_Problem description_: Copy every line of the material below without any change, but leave the pictures out of your copy.

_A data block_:
****************
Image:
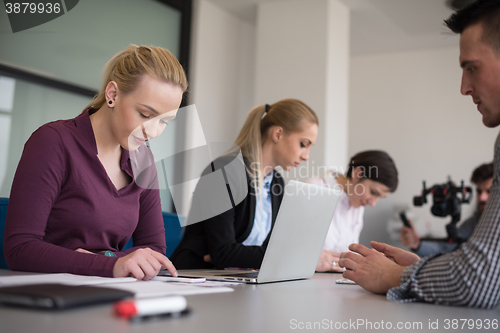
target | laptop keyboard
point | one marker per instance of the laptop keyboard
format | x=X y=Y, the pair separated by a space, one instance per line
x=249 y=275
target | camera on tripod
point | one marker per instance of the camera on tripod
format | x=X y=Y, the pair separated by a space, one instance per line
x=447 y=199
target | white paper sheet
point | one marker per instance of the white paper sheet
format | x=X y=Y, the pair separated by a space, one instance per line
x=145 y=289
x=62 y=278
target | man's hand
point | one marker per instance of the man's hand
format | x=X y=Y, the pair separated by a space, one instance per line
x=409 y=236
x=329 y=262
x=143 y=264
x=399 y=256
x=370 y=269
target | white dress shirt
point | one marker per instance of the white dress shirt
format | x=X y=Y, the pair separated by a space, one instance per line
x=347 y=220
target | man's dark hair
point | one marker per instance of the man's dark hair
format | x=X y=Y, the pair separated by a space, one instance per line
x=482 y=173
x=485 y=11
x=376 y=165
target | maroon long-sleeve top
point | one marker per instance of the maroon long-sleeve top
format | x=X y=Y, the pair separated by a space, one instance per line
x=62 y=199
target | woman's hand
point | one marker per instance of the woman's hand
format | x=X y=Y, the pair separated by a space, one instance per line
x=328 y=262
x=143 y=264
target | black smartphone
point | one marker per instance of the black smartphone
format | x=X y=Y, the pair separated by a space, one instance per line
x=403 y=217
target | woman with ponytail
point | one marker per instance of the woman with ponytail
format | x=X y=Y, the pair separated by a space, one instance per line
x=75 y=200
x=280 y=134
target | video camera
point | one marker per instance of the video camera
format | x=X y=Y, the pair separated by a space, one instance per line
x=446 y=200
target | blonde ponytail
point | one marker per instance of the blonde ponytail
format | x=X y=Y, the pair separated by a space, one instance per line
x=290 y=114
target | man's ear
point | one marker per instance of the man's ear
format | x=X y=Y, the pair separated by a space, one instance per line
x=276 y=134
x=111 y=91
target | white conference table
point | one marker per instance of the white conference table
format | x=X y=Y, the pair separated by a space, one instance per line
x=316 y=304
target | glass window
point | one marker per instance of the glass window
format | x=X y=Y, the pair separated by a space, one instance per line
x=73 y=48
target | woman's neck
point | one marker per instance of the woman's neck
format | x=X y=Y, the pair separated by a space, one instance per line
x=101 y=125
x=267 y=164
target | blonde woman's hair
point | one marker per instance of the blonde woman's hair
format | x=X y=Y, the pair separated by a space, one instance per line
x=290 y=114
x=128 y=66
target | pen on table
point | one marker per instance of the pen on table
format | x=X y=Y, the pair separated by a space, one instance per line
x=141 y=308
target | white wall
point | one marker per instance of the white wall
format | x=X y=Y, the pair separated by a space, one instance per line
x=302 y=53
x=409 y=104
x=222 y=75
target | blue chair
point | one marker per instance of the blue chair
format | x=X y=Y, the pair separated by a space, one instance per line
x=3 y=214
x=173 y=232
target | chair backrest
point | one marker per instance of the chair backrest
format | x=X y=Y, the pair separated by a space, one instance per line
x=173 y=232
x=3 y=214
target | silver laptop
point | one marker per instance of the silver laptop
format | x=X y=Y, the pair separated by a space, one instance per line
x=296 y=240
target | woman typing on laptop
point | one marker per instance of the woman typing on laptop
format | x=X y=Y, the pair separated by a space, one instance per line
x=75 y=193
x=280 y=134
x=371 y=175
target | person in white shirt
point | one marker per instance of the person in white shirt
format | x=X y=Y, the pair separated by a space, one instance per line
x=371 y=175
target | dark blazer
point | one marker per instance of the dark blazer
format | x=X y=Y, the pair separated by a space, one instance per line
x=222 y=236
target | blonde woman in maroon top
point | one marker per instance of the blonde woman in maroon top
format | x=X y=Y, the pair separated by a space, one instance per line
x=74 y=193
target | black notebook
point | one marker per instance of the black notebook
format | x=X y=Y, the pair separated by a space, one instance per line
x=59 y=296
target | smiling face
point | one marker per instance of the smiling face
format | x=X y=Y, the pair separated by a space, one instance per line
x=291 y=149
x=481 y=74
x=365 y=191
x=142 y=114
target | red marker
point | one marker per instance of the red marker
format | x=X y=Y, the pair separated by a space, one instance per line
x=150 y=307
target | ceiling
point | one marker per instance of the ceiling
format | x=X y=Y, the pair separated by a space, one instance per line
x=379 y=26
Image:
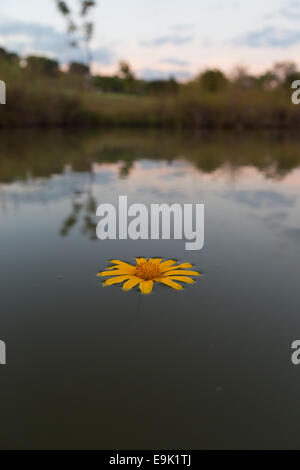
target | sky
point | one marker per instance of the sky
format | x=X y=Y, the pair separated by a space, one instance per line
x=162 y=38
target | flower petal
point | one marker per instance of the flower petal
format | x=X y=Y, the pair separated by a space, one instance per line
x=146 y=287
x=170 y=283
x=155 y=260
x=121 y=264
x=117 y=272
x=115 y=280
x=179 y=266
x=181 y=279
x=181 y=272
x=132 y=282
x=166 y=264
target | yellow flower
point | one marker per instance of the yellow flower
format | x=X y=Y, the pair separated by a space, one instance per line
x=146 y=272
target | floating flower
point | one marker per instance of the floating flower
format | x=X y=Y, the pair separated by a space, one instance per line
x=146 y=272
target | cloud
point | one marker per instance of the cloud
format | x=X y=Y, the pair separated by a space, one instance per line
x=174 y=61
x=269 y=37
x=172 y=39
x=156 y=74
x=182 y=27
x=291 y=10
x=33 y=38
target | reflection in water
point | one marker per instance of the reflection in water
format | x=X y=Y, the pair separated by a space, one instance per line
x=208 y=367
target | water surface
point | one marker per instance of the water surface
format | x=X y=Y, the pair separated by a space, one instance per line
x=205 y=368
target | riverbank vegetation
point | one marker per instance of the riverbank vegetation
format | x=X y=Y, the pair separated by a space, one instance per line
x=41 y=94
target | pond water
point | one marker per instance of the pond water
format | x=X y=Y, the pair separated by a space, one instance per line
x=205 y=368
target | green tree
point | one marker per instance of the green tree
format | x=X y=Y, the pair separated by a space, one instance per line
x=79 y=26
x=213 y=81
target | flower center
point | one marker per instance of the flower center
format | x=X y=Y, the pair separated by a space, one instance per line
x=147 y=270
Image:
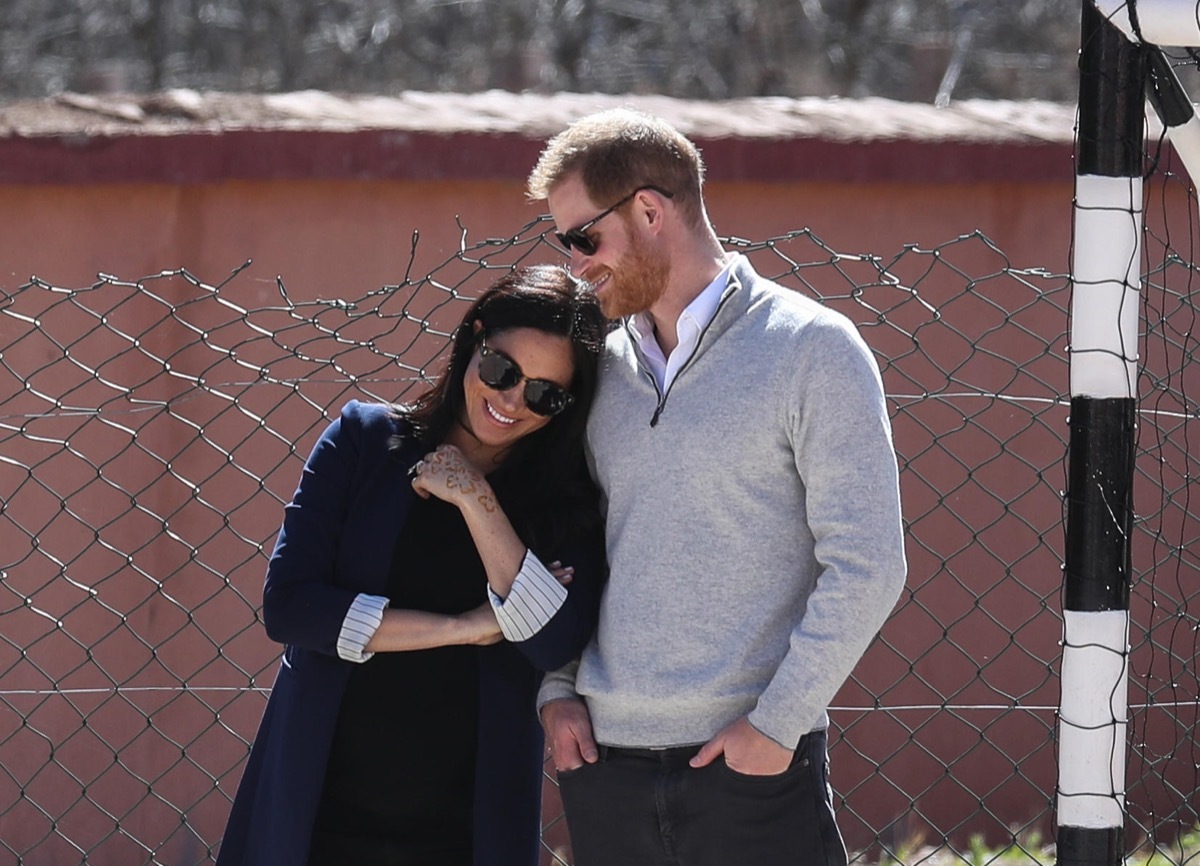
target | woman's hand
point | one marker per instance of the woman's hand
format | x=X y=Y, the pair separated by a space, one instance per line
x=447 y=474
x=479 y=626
****************
_Worked solution_:
Image:
target | laptop keyboard
point | one marker per instance of the laptop keyboard
format | x=X y=Y, the pair separated by a space, one instance per line
x=249 y=275
target | camera on tripod
point | one marker per instance of the camera on tripod
format | x=X y=Y, the pair separated by a space, one instance per line
x=447 y=199
target | white paper sheet
point | one marker per instance of the white paper sheet
format | x=X y=Y, the pair separated by a space, one instance per line
x=145 y=289
x=62 y=278
target | man's hand
point | one marker per instance of the man's hand
format | x=X y=Y, the pair separated by a space, one instance per line
x=409 y=236
x=329 y=262
x=143 y=264
x=399 y=256
x=370 y=269
target | white dress shirt
point | one marker per instance of the white dress shirt
format | x=X y=Y, the pair separated by a space, one instance per line
x=347 y=220
target | man's dark hair
point | one marker per instance of the man's dark hair
format | x=X y=Y, the pair separated by a space, one instance per line
x=482 y=173
x=485 y=11
x=376 y=165
target | maroon long-sleeve top
point | one marker per instance of the maroon long-sleeve top
format | x=X y=Y, the pair separated by a space, one instance per line
x=62 y=199
target | woman's hand
point | one marker per instance of the woman's hand
format | x=X y=Y, the pair separated by a space, one instance per line
x=328 y=262
x=143 y=264
target | black smartphone
point | one marker per instance of the black smartphone
format | x=X y=Y, the pair separated by a space, one instance per line
x=403 y=217
target | woman with ponytail
point | one marker per instance of the woman with ponytail
format | x=X y=Y, the pair separated by a space, one instance per line
x=75 y=200
x=280 y=134
target | video camera
point | one marker per instance of the video camera
format | x=X y=Y, the pair separated by a space, one instance per line
x=446 y=200
target | blonde ponytail
point | one marker per instance of the blonde ponytail
format | x=X y=Y, the pair separated by a space, one instance per line
x=290 y=114
target | man's ear
point | one marker per instance of the man's ear
format | x=X y=Y, the pair separated by a space, one instance per line
x=276 y=134
x=111 y=91
target | white conference table
point | one marker per instance of the white conference table
format | x=X y=Y, the pair separated by a space, one instance per line
x=316 y=304
target | glass window
point | one marker per instance of the glass window
format | x=X y=Y, the pair separated by a space, one instance per line
x=73 y=48
target | woman's neck
point | one marker per instance of the woman's neck
format | x=X y=Y, the pair separated by a space, one instance per line
x=101 y=125
x=267 y=164
target | blonde woman's hair
point | one marker per instance of the blonde woman's hair
format | x=X y=Y, the pair separated by a space, one instance per line
x=290 y=114
x=128 y=66
target | pen on table
point | one marker per instance of the pen on table
format | x=X y=Y, the pair separated by a space, one instance per line
x=141 y=308
target | white wall
point | one marker per instance of the white wall
format | x=X y=Y, the pair separated by a space, one instance per line
x=302 y=53
x=409 y=104
x=222 y=75
target | blue chair
point | one marker per instance of the blue chair
format | x=X y=Y, the pair separated by a space, one instance per line
x=3 y=214
x=173 y=232
target | chair backrest
point | one marker per instance of the chair backrest
format | x=X y=Y, the pair separated by a space, one instance per line
x=173 y=232
x=3 y=214
target | silver laptop
point | one marker per instance of the silver laptop
format | x=X y=Y, the pair separated by a space, one instance per line
x=296 y=240
target | woman typing on laptop
point | one marker per instance of the woman typing on laptop
format | x=X y=Y, the pair separated by a space, one instance per line
x=75 y=193
x=280 y=134
x=371 y=175
target | person in white shirt
point | one marker per instance of the person in white shirt
format | x=X y=Y, the pair separated by a space, one instance per line
x=371 y=175
target | dark blazer
point | one marker per instance of the dark blazer
format | x=X y=Y, the pair separated by a space, one instance per line
x=222 y=236
target | blonde woman in maroon top
point | one marker per instance of the blonde woman in maroon top
format | x=X y=Y, the pair separated by a space, one instance per line
x=74 y=193
target | black notebook
point | one marker per instance of the black notebook
format | x=X y=Y, the pair separated by a space, one instance per line
x=59 y=296
target | smiling face
point | one marker per instance of the smiling face
format | x=X y=Y, the pair separated by a space, one instance per line
x=291 y=149
x=481 y=74
x=365 y=191
x=142 y=114
target | red marker
point | one marker per instance of the red marker
format | x=X y=Y, the pair separated by a space, one instance per line
x=150 y=307
target | ceiling
point | one marker per instance of the ceiling
format | x=X y=Y, the pair separated by a space, one instance per line
x=379 y=26
Image:
target | sky
point | one marker per instance of the sky
format | x=X y=Y, the pair separated by a space, one instance per line
x=162 y=38
target | flower petal
point | one marker per instance of the flower petal
format | x=X y=Y, the pair separated by a space, one instance per line
x=146 y=287
x=170 y=283
x=155 y=260
x=121 y=264
x=117 y=272
x=115 y=280
x=179 y=266
x=181 y=279
x=181 y=272
x=132 y=282
x=166 y=264
target | yellow flower
point | one marker per instance of the yellow flower
format | x=X y=Y, the pair separated by a space, one instance per line
x=146 y=272
target | floating flower
point | one marker per instance of the floating flower
format | x=X y=Y, the pair separated by a space, one instance per line
x=146 y=272
target | cloud
point | one marker per instance of the cloud
format | x=X y=Y, the pair separated by a space, one instance per line
x=174 y=61
x=269 y=37
x=172 y=39
x=156 y=74
x=182 y=27
x=291 y=10
x=33 y=38
target | reflection in water
point | one marker per instance of the reflection in water
format | x=X y=Y, the pair separated by a space, one instance per line
x=208 y=367
target | water surface
point | one marker per instance of the water surface
format | x=X y=Y, the pair separated by a space, one instance per line
x=205 y=368
target | riverbank vegetation
point | one marker per instance of the riverbank vegetation
format | x=X y=Y, the pair separated by a space, one instance per line
x=41 y=94
target | pond water
point | one marker per instance of the pond water
format | x=X y=Y, the pair separated by a space, one instance per line
x=205 y=368
target | green tree
point | one marker per instance of the green tree
format | x=X y=Y, the pair separated by a space, one instance per line
x=79 y=26
x=213 y=81
target | flower center
point | one marker per instance of the flower center
format | x=X y=Y, the pair separated by a space, one instance per line
x=147 y=270
Image:
target | woman's hand
point | one marker per instance of the woman's hand
format | x=X y=Y, the pair separated by a space, one instance per line
x=447 y=474
x=479 y=626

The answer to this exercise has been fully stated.